**WHAT IS NEEDED:** Begin at the line that has "[pin] red blouse" and go through the end of the records, rewriting every line. Shift each answer coordinate by -47, and leave the sample coordinates after "like" unchanged.

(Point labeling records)
·····

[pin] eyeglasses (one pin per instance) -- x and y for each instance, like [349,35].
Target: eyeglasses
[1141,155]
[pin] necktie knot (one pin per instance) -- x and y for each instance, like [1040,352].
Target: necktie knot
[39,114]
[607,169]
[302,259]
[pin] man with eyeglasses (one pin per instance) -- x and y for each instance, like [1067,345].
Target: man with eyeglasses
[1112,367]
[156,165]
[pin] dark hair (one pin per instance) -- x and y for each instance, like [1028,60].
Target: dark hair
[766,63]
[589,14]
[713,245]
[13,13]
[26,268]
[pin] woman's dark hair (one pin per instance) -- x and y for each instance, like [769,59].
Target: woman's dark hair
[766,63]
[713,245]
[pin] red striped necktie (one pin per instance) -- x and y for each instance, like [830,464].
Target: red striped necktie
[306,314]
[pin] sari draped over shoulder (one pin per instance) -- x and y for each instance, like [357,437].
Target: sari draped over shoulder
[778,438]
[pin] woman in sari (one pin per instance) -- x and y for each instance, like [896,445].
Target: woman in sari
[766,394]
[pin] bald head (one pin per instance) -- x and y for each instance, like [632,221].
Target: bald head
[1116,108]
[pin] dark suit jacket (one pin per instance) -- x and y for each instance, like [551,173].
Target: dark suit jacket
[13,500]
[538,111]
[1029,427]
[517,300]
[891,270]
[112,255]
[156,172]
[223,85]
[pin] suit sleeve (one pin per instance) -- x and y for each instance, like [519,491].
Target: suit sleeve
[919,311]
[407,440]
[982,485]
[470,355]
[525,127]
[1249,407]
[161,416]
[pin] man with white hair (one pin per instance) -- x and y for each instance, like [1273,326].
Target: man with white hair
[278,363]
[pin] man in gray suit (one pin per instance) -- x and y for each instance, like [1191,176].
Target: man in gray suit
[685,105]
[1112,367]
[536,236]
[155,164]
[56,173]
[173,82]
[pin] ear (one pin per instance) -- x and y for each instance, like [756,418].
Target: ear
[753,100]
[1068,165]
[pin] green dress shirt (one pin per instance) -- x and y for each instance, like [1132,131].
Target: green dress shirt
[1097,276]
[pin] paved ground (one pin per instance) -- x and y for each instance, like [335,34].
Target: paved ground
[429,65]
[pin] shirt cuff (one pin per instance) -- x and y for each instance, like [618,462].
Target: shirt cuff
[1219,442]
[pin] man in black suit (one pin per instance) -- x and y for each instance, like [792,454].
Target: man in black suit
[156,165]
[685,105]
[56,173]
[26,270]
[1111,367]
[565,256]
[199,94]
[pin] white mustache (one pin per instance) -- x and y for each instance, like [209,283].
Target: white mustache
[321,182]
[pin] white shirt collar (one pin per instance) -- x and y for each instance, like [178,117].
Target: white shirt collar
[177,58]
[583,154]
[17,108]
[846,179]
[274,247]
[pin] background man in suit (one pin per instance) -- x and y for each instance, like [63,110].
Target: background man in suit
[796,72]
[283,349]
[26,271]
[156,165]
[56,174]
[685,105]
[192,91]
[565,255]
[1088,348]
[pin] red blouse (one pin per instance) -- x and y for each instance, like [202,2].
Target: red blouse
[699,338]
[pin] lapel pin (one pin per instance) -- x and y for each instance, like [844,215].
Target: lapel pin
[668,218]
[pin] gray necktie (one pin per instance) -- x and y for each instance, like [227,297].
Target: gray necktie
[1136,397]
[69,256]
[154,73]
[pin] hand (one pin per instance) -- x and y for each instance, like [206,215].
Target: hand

·····

**CORRECT RESPONSE:**
[pin] red blouse (one pin per instance) -- x and y for each instance, like [202,2].
Target: red blouse
[652,291]
[pin] lapel pin (one pin per instance) -- x and y for each instance, like [844,215].
Target: lapel pin
[621,171]
[pin] gray necktie (one pin per instance) -- x and y for each instance, like [227,297].
Target: gray necktie
[1089,350]
[22,209]
[107,26]
[pin] hand (one pin per instance) -- x and y for each instance, like [206,215].
Target: hand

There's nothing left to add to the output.